_Stored rows_:
+ + +
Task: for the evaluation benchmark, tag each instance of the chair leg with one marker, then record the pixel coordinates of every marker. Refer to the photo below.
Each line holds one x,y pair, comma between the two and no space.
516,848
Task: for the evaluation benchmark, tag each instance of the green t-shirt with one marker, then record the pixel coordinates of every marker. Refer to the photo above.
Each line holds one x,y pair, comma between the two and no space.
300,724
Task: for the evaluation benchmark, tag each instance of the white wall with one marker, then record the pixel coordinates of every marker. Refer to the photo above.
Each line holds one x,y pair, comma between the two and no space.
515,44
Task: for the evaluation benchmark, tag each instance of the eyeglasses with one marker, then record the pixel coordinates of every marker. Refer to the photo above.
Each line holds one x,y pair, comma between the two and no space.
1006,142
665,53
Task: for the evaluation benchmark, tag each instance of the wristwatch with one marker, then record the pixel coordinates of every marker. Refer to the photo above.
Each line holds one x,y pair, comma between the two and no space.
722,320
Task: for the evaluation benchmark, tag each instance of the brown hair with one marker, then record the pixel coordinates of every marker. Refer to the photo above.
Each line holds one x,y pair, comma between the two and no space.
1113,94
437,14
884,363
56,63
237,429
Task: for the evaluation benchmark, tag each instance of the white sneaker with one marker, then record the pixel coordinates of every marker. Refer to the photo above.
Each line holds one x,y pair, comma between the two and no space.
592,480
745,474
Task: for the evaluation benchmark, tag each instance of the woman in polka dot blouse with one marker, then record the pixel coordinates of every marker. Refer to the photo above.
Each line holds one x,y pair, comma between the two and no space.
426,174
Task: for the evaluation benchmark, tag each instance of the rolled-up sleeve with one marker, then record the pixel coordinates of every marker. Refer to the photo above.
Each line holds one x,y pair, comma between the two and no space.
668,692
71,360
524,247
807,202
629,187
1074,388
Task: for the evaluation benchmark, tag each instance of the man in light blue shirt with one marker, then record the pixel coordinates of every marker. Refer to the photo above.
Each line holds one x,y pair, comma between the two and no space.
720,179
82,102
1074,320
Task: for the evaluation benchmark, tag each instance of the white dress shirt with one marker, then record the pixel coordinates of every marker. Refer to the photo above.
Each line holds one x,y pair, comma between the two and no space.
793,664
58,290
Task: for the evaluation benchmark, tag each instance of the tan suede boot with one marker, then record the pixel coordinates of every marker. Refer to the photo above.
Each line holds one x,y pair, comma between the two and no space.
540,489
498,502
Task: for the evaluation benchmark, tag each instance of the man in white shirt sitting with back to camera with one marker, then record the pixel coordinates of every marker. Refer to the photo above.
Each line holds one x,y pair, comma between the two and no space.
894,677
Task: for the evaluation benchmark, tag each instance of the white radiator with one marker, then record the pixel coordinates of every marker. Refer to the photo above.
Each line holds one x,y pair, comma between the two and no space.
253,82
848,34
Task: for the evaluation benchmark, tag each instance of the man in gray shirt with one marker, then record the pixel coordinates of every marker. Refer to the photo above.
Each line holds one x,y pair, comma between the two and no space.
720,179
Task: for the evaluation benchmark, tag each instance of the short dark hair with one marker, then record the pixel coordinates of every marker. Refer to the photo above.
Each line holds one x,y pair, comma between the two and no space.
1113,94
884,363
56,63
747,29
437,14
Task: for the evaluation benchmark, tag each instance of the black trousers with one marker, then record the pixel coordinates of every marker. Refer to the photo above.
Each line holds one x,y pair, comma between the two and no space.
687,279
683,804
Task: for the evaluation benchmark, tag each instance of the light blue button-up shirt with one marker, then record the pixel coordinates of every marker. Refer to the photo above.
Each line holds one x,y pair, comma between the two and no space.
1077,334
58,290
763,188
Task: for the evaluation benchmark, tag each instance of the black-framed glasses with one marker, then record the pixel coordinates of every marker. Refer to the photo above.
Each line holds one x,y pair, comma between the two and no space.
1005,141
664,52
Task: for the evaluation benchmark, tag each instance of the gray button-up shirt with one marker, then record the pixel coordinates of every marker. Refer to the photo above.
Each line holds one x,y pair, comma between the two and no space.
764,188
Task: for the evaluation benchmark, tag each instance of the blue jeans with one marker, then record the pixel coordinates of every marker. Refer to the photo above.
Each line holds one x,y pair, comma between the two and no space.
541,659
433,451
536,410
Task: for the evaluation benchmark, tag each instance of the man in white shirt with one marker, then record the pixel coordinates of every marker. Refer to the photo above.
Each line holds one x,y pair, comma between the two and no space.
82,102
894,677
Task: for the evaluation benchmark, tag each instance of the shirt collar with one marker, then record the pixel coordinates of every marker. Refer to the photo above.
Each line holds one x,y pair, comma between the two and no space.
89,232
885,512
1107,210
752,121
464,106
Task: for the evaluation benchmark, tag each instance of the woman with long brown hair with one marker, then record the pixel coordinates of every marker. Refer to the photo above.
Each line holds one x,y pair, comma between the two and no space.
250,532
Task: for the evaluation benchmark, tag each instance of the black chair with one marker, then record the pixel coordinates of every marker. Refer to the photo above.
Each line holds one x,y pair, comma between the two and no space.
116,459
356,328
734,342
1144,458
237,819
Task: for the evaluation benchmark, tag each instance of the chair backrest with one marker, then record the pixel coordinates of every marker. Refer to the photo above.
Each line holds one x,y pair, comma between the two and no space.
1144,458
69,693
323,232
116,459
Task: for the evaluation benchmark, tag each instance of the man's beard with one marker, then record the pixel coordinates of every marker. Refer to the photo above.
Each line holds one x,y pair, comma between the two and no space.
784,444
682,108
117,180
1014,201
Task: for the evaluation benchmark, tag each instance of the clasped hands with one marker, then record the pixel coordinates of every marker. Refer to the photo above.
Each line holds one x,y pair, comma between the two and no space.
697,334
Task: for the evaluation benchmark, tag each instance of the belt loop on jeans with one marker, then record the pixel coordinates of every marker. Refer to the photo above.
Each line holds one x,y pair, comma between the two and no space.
+ + +
_Objective_:
Each line in the material above must be retyped without alteration.

_Response to the exercise_:
Task: for the evaluation benchmark, tag each instance of the chair leg with one marker, then record the pixel coordinates of every marker. Refer to the photo below.
Each line holds one x,y pair, comma between the two and no space.
516,848
Task: for the evaluation benchmark, tag each instance of the green t-shirt with one marker, then record the pixel coordinates of every marker. Refer to the photo above.
Each line holds one x,y pair, comma between the two and no space.
300,724
Task: for the evaluation benchmark, tag each instance of the white wall with one marker, then record the pixel coordinates of every marker. Refer to the photo above.
Each line holds one x,y pair, comma between the two and no space.
515,44
Task: for the evaluation benchmark, tag each instance of the eyeglasses with one marker, then record the pixel coordinates of every marker. Refer to the photo above.
Each line holds one x,y pair, comma between the two and no space.
1006,142
665,53
Task: for the evaluation benchmark, tag each instance of the wristwatch with one marker, then record the pixel coordinates of every marker. Refer to the photo above.
Each line holds one x,y pair, comma between the two and no space.
722,320
Task: for the evaluation benchmark, tag each instance of the brown hair with one marker, then record the pixel coordinates of every marker. Refer to the photo above.
Each line holds one x,y pair, comma between the two and no space.
1113,94
437,14
884,363
56,63
237,429
Task: for the evaluation benchmark, tag each instance of the white sneaker with one marker, then record the pixel coordinates of every marker. Refer to the photo above.
Each line holds one x,y pair, comma between the two and no space.
592,480
745,474
Task: for the evaluation benchmark, tag each instance of the woman in polka dot blouse with one marker, then record the pixel coordinates of every marker. Refer to the photo above.
Each line holds one x,y pair, comma between the two and no space.
426,174
Task: for the evaluation benchmark, tag each instance of the rolled-up sleeve with one marker, then record the pixel coordinates of every marker. Refer to the photo above.
Each line holds one x,y pair, comma between the two and no space.
668,692
71,360
524,247
807,202
629,187
1074,388
Task: for the evaluation benchmark, tag each instance of the man in light blue shirt with one marker, then record the pixel coordinates of every marker. Refer to the photo above.
Each line holds one x,y pair, comma between the two and no space.
720,179
82,102
1074,320
Task: for the evaluation benchmark, tag each instance of the white dress shirt with one marker, then record the pixel coordinates of every marker. Refer to the photo above.
Each line holds one x,y pair, comma between the two and no space.
793,664
58,290
Task: for the evaluation benchmark, tag each instance of the tan suede boot with one marker, then record the pixel coordinates of every marker. Refer to the photo above.
Each line holds one x,y pair, comma between the two and no space.
540,489
498,502
Task: for the evaluation benchmark, tag each instance of the man in white shirt sitting with back to camera with one marker, then record the pixel coordinates of every marker. Refer to the photo above.
Each line holds one x,y pair, comma between the two and no space.
894,677
Task: for the evaluation benchmark, tag each instance of the white radiator with one marker, then record the pixel coordinates of every marker. Refer to the photo above.
Each line holds one x,y pair, comma between the two and no space.
253,82
848,34
Task: for the evaluation benchmark, tag each instance of the man in gray shirt with one marker, then record the pixel coordinates of every marker. Refer to the photo above.
Each line holds one x,y pair, comma between the two and no space.
720,179
Task: for the evaluation benchmark, tag each instance of the short dark hair with one marker, then record the pixel coordinates of every marker. Refer to the photo above.
Each line holds one x,y pair, comma between the two and no space.
1113,94
884,363
56,63
747,29
437,14
Task: for the evaluation benchmark, tag each instance of the black trousers with one marker, then record the pixel coordinates of every marker. Refer to the photo above.
Each line holds one x,y pair, comma between the two and no space.
687,279
683,804
Task: for the evaluation benchmark, tag each instance of the light blue button-up shirt with one marker, then record the pixel coordinates of every marker. Refer to the photo above.
Each line holds one x,y pair, comma between the two and no space.
1077,334
58,290
763,188
Task: for the evaluation benchmark, tag each instance of the black-framed glasses with one marker, then record the pixel coordinates of every marker. Refer to the photo above.
Each line holds one x,y pair, comma between the two and no space.
1005,141
664,52
Task: for the evaluation benchmark, tag each instance of the gray button-up shirt with one marker, then record the pixel coordinates of every marker. Refer to the photo above.
Each line holds one x,y pair, comma between the two and no space.
764,188
Task: for the evaluation benchmark, tag each instance of the blue jeans with one marker, then record the pixel coordinates of every marker. Refer to the photo above.
Each line holds one x,y pair, comma between the two and no space.
541,659
433,451
536,410
Task: for the evaluation benchmark, tag each instance of the man in white shirt with one marker, then record the pixel coordinates of every marker. Refer to the photo above.
Each line holds one x,y pair, comma between the two and no space.
82,102
894,677
Task: for the evaluation benchmark, tag each instance of the shirt collar with one marker, then record the pixel coordinates of every marker. Refer to the photo above.
Each line holds one x,y pair, comma between the two and no space.
89,232
885,512
1107,210
752,121
464,106
Task: for the evaluation benchmark, tag each instance of the woman with long brown hair with one marker, then record the pixel coordinates of every marker. Refer to the photo above.
Each line holds one x,y pair, comma between the two and no space.
250,532
Task: for the evaluation benchmark, tag each instance of the black chair with one marker, then record the pixel coordinates of every marker. Refer to the photo above.
Each line holds one x,y pair, comma between the two and no space.
116,459
356,328
734,342
1144,458
237,819
Task: for the evaluation benchmark, tag each instance of the chair backrest with one marker, then record the pixel coordinates of every marker. Refer to the photo above.
Each line holds one x,y pair, comma between the two and no space.
1144,458
69,693
323,232
116,459
Task: for the evaluation benchmark, tag each instance of the man's beard with one marker, then record the pixel coordinates of every marker. Refer to the photo above.
Each line holds one x,y pair, comma between the two and no space.
784,444
682,108
117,180
1014,201
Task: for the evaluation benchmark, tag each instance of the clasped hands with one marker, then record the pixel coordinates of every marker. Refer to the photo above.
Each line holds one x,y pair, comma between the two and no space.
697,334
Task: for the evaluation benchmark, tag each instance of the belt loop on jeans with one marker, then record the pixel coordinates of every marker. Refer to the photo above.
Each line holds one x,y pair, comma between the two and no space.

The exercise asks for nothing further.